Tuesday, June 12, 2012

Fear.


In my twenties, I had a small circle of friends. We weren't adventurous. Most of our evenings were spent at one another's homes, watching television and drinking beers. We were inexperienced, safe, privileged kids fresh out of good schools.

Lea was different. She had grown up poor. She was sexually adventurous where the rest of us were not. She laughed too loud and did not take care of her hair or teeth. On nights when the rest of our group would stay home, she would go to roadhouses and sports bars. The others of us spoke patronizingly about her choices and brainstormed ways to get her to leave that life.

At the time, I felt I was protecting her by worrying about danger from men. But  I really was terrified she was having a good time; scared that at any moment that she was enjoying sex.


Sunday, June 10, 2012

Sticker.

Fire door.


The windows of my corner, bottom-floor dormitory room in college faced a small parking lot. The door to the lot was a solid, heavy fire door that swung hard and closed loudly.

- _TO DO_
A. Retype the blog entries from "At the time, I" to "and closed loudly.".
B. Put this sentence from the blog entries into Spanish: "The windows of my corner, bottom-floor dormitory room in college faced a small parking lot."
The data after this point is separate from the blog entries.

- _ENTRIES SHOWN_
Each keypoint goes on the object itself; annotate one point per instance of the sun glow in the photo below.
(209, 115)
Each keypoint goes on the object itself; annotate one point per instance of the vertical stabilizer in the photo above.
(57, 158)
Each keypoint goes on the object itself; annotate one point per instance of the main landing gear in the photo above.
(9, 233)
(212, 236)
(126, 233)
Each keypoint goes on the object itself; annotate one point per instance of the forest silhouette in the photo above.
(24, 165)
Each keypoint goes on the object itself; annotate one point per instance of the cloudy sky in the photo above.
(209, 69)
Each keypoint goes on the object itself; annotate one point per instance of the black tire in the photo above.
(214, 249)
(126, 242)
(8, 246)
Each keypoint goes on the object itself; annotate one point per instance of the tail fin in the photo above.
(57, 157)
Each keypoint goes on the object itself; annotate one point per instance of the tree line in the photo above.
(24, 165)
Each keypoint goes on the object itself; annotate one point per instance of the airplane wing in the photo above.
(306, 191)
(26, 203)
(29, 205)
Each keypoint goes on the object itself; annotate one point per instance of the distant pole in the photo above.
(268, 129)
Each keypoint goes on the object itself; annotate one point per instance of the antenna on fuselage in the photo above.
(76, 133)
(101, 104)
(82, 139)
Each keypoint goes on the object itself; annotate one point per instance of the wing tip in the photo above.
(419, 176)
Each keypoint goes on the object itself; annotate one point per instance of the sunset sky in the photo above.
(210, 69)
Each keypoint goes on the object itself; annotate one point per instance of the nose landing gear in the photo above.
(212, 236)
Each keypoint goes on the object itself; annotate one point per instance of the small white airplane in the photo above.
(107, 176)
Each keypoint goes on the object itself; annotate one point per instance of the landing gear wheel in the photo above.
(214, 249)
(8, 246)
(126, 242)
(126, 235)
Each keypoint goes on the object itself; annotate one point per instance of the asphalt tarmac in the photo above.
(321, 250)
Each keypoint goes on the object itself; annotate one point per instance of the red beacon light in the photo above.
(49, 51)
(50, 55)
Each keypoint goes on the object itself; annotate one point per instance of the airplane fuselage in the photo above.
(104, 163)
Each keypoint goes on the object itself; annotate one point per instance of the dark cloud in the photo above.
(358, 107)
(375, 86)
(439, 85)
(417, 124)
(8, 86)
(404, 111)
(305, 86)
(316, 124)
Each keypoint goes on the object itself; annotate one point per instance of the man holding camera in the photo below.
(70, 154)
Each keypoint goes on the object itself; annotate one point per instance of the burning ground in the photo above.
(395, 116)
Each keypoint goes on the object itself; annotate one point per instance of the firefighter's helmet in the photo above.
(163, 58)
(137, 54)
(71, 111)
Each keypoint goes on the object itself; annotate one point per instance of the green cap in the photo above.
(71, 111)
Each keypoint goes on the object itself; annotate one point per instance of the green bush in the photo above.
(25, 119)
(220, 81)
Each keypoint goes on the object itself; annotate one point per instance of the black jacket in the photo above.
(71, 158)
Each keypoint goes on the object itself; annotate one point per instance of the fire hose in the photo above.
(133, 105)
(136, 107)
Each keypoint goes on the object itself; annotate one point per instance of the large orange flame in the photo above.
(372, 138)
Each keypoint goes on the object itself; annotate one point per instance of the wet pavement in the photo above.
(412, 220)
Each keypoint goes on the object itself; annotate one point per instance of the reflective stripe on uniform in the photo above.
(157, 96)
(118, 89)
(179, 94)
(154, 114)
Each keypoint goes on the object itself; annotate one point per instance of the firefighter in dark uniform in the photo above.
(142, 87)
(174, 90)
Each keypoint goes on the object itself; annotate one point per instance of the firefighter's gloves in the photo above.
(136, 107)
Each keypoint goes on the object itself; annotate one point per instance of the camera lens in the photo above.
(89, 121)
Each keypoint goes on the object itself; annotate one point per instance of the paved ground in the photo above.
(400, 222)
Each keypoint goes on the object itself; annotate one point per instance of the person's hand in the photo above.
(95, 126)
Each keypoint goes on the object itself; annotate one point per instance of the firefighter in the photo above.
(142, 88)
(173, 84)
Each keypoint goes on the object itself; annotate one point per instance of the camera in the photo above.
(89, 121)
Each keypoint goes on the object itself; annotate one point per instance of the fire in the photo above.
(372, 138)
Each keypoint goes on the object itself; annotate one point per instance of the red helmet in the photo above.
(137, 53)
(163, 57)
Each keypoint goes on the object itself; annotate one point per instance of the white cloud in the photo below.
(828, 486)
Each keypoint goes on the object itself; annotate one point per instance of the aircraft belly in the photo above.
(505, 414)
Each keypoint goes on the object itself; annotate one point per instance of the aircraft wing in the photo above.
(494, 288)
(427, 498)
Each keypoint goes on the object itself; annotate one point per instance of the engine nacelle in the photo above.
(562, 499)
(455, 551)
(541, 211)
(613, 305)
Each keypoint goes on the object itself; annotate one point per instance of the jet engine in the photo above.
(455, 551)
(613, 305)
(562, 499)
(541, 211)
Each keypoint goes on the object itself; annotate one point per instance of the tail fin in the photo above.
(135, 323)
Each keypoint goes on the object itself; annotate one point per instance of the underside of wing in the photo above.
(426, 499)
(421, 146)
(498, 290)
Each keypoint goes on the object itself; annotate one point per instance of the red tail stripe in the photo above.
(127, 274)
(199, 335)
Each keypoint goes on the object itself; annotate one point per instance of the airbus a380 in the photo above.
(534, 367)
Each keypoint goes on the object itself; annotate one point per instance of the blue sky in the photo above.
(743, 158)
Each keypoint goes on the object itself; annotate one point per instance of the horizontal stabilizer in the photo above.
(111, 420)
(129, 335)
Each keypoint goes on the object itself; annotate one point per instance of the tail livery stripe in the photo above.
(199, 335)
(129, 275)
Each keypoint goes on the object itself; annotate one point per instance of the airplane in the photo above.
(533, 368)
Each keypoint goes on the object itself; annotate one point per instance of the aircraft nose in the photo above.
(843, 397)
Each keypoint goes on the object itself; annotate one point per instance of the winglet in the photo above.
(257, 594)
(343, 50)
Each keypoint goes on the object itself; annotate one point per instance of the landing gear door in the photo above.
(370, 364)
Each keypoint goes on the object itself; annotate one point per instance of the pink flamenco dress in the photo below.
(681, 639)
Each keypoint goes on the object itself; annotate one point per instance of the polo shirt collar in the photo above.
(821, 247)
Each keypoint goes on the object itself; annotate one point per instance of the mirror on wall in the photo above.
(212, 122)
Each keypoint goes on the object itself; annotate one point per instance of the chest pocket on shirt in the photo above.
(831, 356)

- _ANSWERS_
A.
At the time, I felt I was protecting her by worrying about danger from men. But  I really was terrified she was having a good time; scared that at any moment that she was enjoying sex.


Sunday, June 10, 2012

Sticker.

Fire door.


The windows of my corner, bottom-floor dormitory room in college faced a small parking lot. The door to the lot was a solid, heavy fire door that swung hard and closed loudly.

B. Las ventanas de mi habitación de la residencia universitaria, en la esquina de la planta baja, daban a un pequeño estacionamiento.